• _AIM_
Please print all of the data below word for word, leaving out the pictures.
** START RECORDS TO PROCESS **
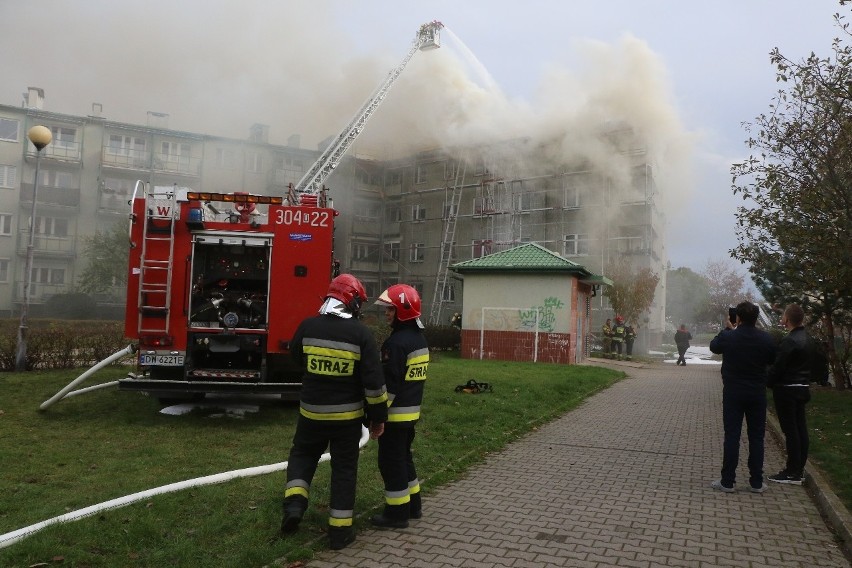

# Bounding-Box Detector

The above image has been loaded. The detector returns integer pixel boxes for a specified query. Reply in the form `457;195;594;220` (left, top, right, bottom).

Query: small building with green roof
450;243;612;363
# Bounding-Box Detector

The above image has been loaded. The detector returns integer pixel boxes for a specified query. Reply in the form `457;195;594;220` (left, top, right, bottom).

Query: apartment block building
0;88;666;344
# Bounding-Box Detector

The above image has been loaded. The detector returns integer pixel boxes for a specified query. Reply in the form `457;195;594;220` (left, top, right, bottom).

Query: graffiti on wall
518;296;565;331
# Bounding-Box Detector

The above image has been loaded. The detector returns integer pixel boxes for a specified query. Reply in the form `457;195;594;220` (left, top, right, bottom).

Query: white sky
0;0;849;276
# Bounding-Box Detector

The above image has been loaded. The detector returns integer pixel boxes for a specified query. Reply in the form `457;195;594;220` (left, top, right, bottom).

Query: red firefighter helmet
326;274;367;313
376;284;420;321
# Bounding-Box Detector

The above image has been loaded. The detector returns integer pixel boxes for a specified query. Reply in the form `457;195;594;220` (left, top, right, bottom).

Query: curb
766;413;852;558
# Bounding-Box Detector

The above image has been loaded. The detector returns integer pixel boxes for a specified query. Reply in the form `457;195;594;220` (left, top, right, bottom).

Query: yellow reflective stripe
299;408;364;420
405;361;429;381
284;487;308;498
388;412;420;422
367;392;390;404
302;345;361;361
405;351;429;365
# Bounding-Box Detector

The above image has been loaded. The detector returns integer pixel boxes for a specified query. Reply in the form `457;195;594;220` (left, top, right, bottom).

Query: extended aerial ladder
288;20;444;199
427;160;467;325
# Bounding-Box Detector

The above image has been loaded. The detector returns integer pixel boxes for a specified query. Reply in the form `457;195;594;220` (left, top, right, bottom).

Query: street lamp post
15;126;53;371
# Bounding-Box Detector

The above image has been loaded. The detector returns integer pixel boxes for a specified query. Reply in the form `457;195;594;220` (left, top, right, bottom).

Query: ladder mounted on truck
131;182;180;335
294;20;444;199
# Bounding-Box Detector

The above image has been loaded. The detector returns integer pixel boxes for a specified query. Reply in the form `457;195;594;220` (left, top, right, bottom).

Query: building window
0;164;18;189
246;152;263;174
39;170;74;189
441;241;456;262
50;126;77;148
562;234;589;256
35;217;68;237
0;213;12;235
107;134;146;158
353;201;381;222
0;118;20;142
30;268;65;284
470;239;492;258
213;148;237;170
385;205;402;223
441;282;456;302
352;242;378;260
444;160;456;180
414;165;426;183
385;241;400;262
411;204;426;221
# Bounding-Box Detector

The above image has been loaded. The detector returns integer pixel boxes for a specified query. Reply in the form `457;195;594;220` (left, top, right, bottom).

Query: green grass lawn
0;353;623;568
805;386;852;511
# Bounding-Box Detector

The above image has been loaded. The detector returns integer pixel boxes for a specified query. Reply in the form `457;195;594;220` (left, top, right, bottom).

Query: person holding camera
766;304;817;485
710;302;777;493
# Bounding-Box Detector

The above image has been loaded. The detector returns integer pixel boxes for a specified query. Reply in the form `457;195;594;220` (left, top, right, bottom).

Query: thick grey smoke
0;0;690;217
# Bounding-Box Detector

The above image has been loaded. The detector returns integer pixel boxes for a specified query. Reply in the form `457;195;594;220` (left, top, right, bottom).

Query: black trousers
772;386;811;476
722;386;766;487
379;422;419;519
287;416;361;525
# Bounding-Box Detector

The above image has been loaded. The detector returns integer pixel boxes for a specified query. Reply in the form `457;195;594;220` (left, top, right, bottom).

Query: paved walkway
308;364;850;568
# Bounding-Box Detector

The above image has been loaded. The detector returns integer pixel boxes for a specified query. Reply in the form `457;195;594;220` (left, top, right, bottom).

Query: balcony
101;146;151;170
21;183;80;208
15;280;72;304
151;154;201;176
18;231;77;257
27;140;82;162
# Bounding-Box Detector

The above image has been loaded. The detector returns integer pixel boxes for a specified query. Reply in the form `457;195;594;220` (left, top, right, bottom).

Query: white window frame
0;117;21;142
562;233;589;256
414;164;426;183
384;241;402;262
0;213;14;236
563;185;580;209
0;164;18;189
411;203;426;221
246;152;263;174
470;239;494;258
38;170;75;189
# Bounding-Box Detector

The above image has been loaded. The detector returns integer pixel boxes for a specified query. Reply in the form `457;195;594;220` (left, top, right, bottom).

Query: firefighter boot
370;503;408;529
328;527;355;550
281;495;308;534
408;492;423;519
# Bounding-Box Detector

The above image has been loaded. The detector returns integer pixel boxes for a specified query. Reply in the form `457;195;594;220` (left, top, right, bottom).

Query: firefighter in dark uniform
281;274;388;550
370;284;429;529
612;316;626;361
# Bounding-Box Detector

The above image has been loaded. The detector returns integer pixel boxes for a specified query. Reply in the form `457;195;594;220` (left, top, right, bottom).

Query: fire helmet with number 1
376;284;423;329
326;274;366;314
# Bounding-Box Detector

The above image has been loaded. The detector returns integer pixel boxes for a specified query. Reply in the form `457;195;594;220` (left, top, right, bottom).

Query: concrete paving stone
307;364;850;568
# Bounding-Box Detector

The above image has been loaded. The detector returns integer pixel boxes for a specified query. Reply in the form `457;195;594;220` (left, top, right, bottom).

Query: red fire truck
119;21;443;399
119;184;337;398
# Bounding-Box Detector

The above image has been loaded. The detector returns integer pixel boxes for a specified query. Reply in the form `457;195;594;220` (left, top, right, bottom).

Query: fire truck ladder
137;190;178;334
429;160;467;325
294;21;444;194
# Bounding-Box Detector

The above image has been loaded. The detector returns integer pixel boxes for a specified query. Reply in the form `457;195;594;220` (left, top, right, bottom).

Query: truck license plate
139;354;183;367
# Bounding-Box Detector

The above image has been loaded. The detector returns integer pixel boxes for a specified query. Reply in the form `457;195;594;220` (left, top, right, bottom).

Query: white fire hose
39;344;136;410
0;424;370;548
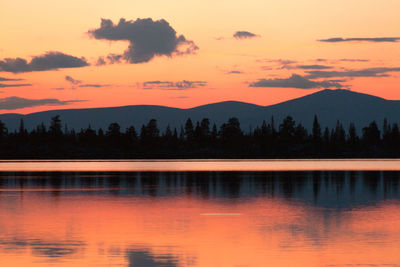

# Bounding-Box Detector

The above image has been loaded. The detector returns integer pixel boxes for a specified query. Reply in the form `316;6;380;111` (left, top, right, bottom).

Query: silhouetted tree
312;115;322;143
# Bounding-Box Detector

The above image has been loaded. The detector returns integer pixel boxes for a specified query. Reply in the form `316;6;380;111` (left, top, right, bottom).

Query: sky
0;0;400;114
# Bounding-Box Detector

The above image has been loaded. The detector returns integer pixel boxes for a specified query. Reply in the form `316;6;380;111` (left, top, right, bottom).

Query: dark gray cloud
143;80;207;90
79;83;110;88
65;75;82;84
318;37;400;43
0;83;32;88
88;18;198;64
250;74;343;89
233;31;260;39
278;64;333;70
0;52;89;73
256;59;297;65
305;68;400;79
0;96;86;110
96;54;123;66
0;77;24;82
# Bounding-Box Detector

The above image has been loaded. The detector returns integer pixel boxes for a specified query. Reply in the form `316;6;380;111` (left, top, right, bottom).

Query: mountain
** END RECORDS TO PROCESS **
• _WRITTEN SOLUTION_
# Bounding-Box Detector

The above image has been loaded. The detector returns integer pixel boxes for a specified query. Reply in the form `457;195;594;220` (left, top, right, bottom).

Query: small building with green roof
450;243;612;363
# Bounding-Box Detector

The above image has been loaded. The detector returns integer pixel boxes for a specified query. Reply in the form `457;195;594;220` (left, top, right, bottom).

Query: apartment block building
0;88;666;344
# Bounding-Box Detector

The above image has been loaded. The detector returns integer pixel boxes for a specified query. Reply in the form `457;195;594;220` (left, top, right, bottom).

Query: graffiti on wall
518;296;565;331
# Bounding-Box Detector

The above image has been loaded. The detector returns integer pixel boxes for a specified query. Reply in the form `457;195;594;220` (left, top, right, bottom).

Query: white sky
0;0;849;276
# Bounding-Box Detector

The above image has been loaded. The detector returns integer pixel boxes for a specified query. Reply in the form `457;195;594;220` (left, top, right, bottom).

Query: red firefighter helmet
326;274;367;313
376;284;420;321
# Bounding-Box Detector

The above image has been loaded. The detector returns integer pixel boxes for a specified query. Reply in the form `457;195;594;220` (left, top, right, bottom).

Query: curb
766;413;852;558
# Bounding-Box Detector

The above image has been loaded. The detector returns integer pixel boxes for a specified query. Reply in the form `457;195;594;220` (left, top, right, bottom).

Query: yellow reflective stripe
299;408;364;420
405;361;429;381
284;487;308;498
388;412;420;422
367;392;390;404
302;345;361;361
405;351;429;365
# Bounding-Box Detector

The above image has been loaded. The detector returns integer pixel boxes for a specified query. Reply in the form `457;195;594;220` (left, top, right, bottom).

Query: extended aerial ladder
288;20;444;199
427;160;467;325
# Bounding-Box Detector

The above image has been loaded. The detector returns integer pixel boxes for a specified query. Reply in the form `457;195;594;220` (left, top, right, bottom).

Query: street lamp post
15;126;53;371
# Bounding-Box Detector

The above image has been loaded. The detector returns integer pixel boxes for a specified query. Reply in the form `457;195;594;220` (left, top, right, bottom).

Query: ladder mounted on truck
131;182;180;335
294;20;444;199
# Bounding-Box Detector

The above image has been loaded. The detector returns integer pixel boxes for a specified query. Reply in the form `457;195;594;220` (left, top, right, bottom).

Query: building window
0;164;18;189
246;152;263;174
39;170;74;189
441;241;456;262
50;126;77;148
562;234;589;256
35;217;68;237
0;213;12;235
107;134;146;158
353;201;381;222
0;118;20;142
30;268;65;284
470;239;492;258
213;148;237;170
385;205;402;223
441;282;456;302
352;242;378;260
444;160;456;180
414;165;426;183
385;241;400;262
411;204;426;221
# Bounding-Box Detector

The above image has been loaded. The detector returns integer pixel boxes for a specified query. Reply in the form `457;195;594;220` (left, top, right, bottom).

Query: green grass lawn
0;353;623;568
805;386;852;511
# Bounding-Box Detector

The above image has been loaded. The detector returns integer pixel boxes for a specified query. Reply in the form `457;195;594;220` (left, top, right, bottom).

Query: person holding camera
766;304;817;485
710;302;777;493
# Bounding-Box Detector

The above image has been loaded. The detector returns integer pixel boxes for a specified query. Reply in the form `457;195;594;220` (left, top, right, bottom).

Query: thick grey smoke
0;0;690;217
# Bounding-Box Detector

The above image has been loaded. The detector returns integer pixel boxes for a specified query. Reply in the form `457;195;594;220` (left, top, right, bottom).

Query: black trousers
772;386;811;476
722;386;766;487
379;422;419;519
287;416;361;525
# Bounding-Box Detector

The above image has been loaded. The detector returns integer pixel boxes for a specified query. Reply in the form `457;195;594;220` (left, top, right, bottom).

Query: paved walkway
308;364;850;568
# Bounding-Box Detector

The above image has been loaded. The detector returns integer pixel boxes for a specified query. Reply in the form `457;195;594;220` (left, top, right, bottom).

Query: balcony
101;146;151;170
21;183;80;208
15;280;72;304
151;154;201;176
18;231;77;257
27;140;82;162
# Bounding-Box Detector

The above image has been loaded. The detector returns integer pixel boxes for a specified query. Reply in the form `457;195;594;220` (left, top, right, bottom).

Query: white window frame
0;117;21;142
562;233;589;256
414;164;426;183
384;241;402;262
0;213;14;236
563;185;580;209
0;164;18;189
411;203;426;221
246;152;263;174
470;239;494;258
38;170;75;189
# Bounding-Box Detector

The above image has been loaded. The detector returns integer pixel boxes for a specified query. Reply in the form `457;195;594;220` (left, top, right, bottom).

Query: firefighter boot
370;503;408;529
328;527;355;550
281;495;308;534
408;492;423;519
# Bounding-Box Detector

The above image has been loaded. The detector returns integer pixel boxes for a specified query. Reply in the form `457;195;594;220` (left, top, right, bottom).

Query: firefighter in dark uniform
281;274;388;550
370;284;429;529
612;316;626;361
# Bounding-Box Detector

The above image has been loaded. The detector returns integer pixel boxes for a specified query. Reply in the form `457;195;594;220` (left, top, right, bottom).

Query: fire helmet with number 1
376;284;423;329
326;274;366;314
# Bounding-Box Detector

The above image has been loaded. The detector returns integer pixel boxes for a specified query. Reply in the form `457;195;594;220` (left, top, right, bottom).

Query: concrete paving stone
307;364;850;568
# Bounding-Box Detector

The above image has been loaded. The detector returns integer pixel boxes for a specified query. Reply in the form `457;195;594;220` (left, top, right, bottom).

Query: red fire truck
119;21;443;399
119;184;337;398
# Bounding-Box Detector

The above image has been loaded. The detector returns integer pixel boxes for a specified query. Reply in the form `457;195;594;220` (left, top, right, bottom).

Query: fire truck ladder
137;190;178;334
429;160;467;325
294;21;444;194
# Bounding-Box Detector

The above image has been loaded. The detector returns integer pixel boxes for a specified query. Reply in the form `457;195;594;220` (left, top, right, bottom).

Query: truck license plate
139;354;183;367
# Bounding-Box Detector

The above image has been loaded. The detector returns integer pixel boxes for a specified query. Reply in the form `457;195;594;220` (left, top, right, bottom).

Query: white fire hose
39;344;136;410
0;424;370;548

# Bounding-Box Detector

The above image has been loaded. The detector returns integer pixel boxes for a specified query. Reply in the form `316;6;380;111` (left, top, right, bottom).

Query: silhouetted tree
312;115;322;143
# Bounding-Box Detector

The above image has been loaded. The detector returns integer pixel boxes for a specified query. Reply in the form `316;6;380;111` (left, top, right, bottom).

Query: sky
0;0;400;114
# Bounding-Box Detector

The above image has been loaded. The detector returns integer pixel boxes for a specified query. Reply in the form `316;6;380;111` (left, top, right, bottom).

Query: dark gray cloud
143;80;207;90
79;83;110;88
65;75;82;84
318;37;400;43
0;83;32;88
88;18;198;64
250;74;343;89
233;31;260;39
278;64;333;70
0;52;89;73
256;59;297;65
305;68;400;79
0;96;86;110
96;54;123;66
0;77;24;82
# Bounding-Box Detector

The above image has been loaded. The detector returns integer pixel boxes for a specified query. Reply in the form `316;6;380;111` (left, top, right, bottom).

Query: mountain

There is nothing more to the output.